• _Data supplied_:
━━━━━━━━━━
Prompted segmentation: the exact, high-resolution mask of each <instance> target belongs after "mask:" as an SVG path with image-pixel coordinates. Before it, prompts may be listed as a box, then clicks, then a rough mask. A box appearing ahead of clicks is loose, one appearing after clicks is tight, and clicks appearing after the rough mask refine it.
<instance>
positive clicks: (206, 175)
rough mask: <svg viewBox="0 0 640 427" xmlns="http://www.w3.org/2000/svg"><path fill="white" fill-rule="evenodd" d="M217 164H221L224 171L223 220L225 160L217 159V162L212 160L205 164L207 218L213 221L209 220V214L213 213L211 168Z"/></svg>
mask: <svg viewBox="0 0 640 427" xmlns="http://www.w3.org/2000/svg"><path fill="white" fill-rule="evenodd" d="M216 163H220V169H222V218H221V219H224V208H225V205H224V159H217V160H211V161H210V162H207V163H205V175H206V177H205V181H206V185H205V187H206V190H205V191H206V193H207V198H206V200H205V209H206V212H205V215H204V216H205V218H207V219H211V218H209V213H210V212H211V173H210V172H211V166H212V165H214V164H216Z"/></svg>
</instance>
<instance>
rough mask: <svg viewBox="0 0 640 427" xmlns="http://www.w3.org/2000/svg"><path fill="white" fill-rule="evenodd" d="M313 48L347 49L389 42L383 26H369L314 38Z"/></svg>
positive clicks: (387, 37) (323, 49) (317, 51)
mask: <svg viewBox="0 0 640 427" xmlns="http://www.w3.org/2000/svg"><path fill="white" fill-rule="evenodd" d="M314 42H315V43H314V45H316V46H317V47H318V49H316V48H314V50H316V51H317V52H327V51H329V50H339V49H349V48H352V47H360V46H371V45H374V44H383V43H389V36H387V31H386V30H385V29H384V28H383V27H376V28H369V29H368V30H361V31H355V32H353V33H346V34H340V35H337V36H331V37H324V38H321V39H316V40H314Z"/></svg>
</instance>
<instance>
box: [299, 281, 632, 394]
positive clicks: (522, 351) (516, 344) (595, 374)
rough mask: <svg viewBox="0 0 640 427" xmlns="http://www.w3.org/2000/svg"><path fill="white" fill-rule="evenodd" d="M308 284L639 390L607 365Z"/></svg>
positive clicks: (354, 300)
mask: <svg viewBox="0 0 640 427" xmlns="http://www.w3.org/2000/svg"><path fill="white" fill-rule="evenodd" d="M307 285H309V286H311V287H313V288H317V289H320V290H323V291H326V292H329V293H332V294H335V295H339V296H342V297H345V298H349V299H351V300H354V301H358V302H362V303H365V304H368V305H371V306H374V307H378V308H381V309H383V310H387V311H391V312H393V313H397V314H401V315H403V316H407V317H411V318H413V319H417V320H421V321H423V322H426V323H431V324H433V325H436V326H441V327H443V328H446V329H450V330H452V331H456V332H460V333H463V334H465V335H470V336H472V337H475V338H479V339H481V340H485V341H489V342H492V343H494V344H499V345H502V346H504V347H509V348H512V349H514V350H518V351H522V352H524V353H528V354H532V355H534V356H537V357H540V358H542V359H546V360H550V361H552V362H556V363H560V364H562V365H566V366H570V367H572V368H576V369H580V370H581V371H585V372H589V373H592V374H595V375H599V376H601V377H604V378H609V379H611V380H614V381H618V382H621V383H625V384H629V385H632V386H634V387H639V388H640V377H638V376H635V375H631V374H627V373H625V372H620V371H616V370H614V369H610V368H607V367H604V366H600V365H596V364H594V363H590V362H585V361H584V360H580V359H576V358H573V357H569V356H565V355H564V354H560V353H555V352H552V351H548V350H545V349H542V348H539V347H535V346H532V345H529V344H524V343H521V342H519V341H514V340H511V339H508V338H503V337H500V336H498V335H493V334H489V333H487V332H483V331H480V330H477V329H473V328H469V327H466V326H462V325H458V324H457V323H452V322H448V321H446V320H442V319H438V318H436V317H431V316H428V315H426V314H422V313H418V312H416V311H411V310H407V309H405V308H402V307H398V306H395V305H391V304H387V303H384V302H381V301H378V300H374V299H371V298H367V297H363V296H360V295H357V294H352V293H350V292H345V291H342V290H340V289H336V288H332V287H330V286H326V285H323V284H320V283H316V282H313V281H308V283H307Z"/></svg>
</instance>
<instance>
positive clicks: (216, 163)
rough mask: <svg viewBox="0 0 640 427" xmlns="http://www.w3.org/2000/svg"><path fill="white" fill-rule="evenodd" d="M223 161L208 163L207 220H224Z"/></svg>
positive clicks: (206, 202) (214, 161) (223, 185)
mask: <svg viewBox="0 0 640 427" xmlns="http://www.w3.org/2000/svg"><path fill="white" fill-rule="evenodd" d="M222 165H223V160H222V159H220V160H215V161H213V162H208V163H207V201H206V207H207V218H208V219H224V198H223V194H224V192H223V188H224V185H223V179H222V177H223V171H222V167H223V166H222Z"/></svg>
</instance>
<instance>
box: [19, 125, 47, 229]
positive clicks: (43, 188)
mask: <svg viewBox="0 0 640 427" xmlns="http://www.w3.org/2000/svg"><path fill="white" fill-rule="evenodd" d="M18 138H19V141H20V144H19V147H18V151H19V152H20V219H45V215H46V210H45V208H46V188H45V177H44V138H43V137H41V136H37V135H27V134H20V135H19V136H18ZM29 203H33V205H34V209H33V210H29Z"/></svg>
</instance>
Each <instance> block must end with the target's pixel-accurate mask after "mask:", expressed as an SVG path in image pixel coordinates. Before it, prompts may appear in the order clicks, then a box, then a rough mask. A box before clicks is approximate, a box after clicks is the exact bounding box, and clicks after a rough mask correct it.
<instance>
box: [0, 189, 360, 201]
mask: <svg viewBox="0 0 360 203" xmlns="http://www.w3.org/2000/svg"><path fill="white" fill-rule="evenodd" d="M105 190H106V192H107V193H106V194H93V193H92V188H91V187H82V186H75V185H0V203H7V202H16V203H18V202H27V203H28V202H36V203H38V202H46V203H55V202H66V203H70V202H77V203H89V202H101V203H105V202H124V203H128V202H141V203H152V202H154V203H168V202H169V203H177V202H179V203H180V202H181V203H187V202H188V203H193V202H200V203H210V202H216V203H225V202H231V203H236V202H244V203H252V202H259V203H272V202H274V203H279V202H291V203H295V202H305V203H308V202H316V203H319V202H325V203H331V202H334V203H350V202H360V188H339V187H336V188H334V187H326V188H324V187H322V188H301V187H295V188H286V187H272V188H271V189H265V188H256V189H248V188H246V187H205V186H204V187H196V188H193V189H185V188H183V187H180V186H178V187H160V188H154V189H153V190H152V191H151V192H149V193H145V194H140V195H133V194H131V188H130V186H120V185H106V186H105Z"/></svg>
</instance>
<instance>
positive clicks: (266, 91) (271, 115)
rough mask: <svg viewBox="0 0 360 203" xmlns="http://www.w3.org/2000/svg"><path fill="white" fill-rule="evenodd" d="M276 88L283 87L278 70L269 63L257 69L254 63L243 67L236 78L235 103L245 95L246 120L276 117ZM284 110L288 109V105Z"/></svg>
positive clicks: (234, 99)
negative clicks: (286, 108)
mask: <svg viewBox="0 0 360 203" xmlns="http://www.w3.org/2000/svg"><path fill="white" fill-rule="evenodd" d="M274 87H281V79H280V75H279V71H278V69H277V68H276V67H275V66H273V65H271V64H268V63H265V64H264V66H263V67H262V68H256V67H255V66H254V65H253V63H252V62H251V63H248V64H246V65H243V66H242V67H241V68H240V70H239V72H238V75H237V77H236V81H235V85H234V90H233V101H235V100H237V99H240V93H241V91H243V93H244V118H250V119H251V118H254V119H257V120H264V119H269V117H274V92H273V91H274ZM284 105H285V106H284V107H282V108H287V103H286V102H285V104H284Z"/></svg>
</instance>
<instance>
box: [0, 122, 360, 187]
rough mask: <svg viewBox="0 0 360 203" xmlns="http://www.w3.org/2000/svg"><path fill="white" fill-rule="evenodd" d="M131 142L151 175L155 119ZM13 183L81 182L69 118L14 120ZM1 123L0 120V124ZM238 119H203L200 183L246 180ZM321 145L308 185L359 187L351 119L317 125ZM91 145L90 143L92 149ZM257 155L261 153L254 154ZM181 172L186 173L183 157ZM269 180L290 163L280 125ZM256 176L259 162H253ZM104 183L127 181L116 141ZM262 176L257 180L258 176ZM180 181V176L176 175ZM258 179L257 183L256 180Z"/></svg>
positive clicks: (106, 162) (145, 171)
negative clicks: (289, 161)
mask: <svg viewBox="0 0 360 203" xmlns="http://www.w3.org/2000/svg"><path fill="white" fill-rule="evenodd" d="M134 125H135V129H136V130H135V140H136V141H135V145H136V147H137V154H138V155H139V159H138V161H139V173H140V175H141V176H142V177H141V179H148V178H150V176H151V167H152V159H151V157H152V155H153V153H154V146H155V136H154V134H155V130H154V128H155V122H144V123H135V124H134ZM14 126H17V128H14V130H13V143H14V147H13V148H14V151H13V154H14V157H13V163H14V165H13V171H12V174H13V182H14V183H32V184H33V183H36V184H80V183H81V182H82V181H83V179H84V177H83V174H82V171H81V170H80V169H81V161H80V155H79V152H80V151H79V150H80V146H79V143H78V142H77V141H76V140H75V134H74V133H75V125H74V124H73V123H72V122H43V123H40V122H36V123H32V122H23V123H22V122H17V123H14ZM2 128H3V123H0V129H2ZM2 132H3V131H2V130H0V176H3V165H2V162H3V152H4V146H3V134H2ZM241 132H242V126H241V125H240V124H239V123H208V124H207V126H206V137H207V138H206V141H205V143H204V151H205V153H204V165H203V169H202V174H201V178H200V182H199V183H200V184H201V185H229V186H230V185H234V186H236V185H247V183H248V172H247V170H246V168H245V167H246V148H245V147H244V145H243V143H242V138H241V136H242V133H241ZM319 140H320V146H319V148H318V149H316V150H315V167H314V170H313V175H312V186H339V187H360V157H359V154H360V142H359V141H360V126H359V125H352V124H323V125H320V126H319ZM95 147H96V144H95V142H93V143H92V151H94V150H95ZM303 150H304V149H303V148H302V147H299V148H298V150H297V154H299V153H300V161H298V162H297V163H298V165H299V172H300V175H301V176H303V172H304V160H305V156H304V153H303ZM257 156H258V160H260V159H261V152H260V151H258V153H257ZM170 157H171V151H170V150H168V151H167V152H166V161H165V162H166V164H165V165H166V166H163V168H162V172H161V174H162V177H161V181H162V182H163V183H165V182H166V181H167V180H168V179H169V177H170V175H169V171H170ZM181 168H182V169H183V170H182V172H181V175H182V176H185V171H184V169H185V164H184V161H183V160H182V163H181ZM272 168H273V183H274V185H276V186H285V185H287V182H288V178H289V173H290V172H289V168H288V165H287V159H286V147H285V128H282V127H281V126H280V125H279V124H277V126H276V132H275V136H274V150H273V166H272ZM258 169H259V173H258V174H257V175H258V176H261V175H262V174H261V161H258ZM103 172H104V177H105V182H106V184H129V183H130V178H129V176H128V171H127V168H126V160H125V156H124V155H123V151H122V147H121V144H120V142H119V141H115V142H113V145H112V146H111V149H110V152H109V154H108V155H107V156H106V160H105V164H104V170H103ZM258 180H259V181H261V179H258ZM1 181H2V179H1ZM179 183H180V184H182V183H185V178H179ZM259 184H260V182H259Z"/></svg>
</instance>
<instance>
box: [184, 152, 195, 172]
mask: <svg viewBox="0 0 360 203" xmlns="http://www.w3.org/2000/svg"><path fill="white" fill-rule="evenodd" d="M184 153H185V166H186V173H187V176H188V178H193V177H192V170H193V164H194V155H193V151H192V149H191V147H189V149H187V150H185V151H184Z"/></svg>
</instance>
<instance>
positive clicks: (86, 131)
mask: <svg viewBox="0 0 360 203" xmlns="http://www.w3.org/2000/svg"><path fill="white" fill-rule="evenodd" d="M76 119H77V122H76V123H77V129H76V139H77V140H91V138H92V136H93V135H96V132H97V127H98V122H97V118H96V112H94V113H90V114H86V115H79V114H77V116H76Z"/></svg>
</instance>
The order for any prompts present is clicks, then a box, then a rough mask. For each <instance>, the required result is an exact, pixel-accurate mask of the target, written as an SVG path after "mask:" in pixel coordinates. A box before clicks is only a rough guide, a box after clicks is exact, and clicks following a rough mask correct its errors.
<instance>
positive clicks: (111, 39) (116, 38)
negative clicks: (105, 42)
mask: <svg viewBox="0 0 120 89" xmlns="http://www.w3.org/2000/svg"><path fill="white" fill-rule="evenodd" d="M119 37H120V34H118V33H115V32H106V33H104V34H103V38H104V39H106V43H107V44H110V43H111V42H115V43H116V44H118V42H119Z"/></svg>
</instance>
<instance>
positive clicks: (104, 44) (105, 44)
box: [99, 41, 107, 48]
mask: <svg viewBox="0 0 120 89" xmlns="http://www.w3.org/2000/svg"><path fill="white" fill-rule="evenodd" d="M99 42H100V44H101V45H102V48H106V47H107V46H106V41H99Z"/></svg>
━━━━━━━━━━
• _What the exercise asks_: Copy exactly the opening line of the material, the line bearing "positive clicks: (206, 175)", and every line between them. Include nothing else.

• _Answer space_:
Prompted segmentation: the exact, high-resolution mask of each <instance> target belongs after "mask:" as an SVG path with image-pixel coordinates. Before it, prompts may be listed as a box, then clicks, then a rough mask. A box appearing ahead of clicks is loose, one appearing after clicks is tight, and clicks appearing after the rough mask refine it.
<instance>
positive clicks: (206, 175)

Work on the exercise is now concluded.